[Records contained in a dataset]
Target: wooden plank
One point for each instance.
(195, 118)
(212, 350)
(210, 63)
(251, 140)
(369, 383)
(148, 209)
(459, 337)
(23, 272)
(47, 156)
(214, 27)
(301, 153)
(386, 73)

__Instructions to follow__. Every entry should be restated word for word.

__Your solution__.
Target: wooden plank
One point for each instance.
(195, 118)
(212, 350)
(210, 63)
(251, 140)
(369, 383)
(148, 209)
(459, 337)
(23, 272)
(47, 156)
(214, 27)
(301, 153)
(386, 73)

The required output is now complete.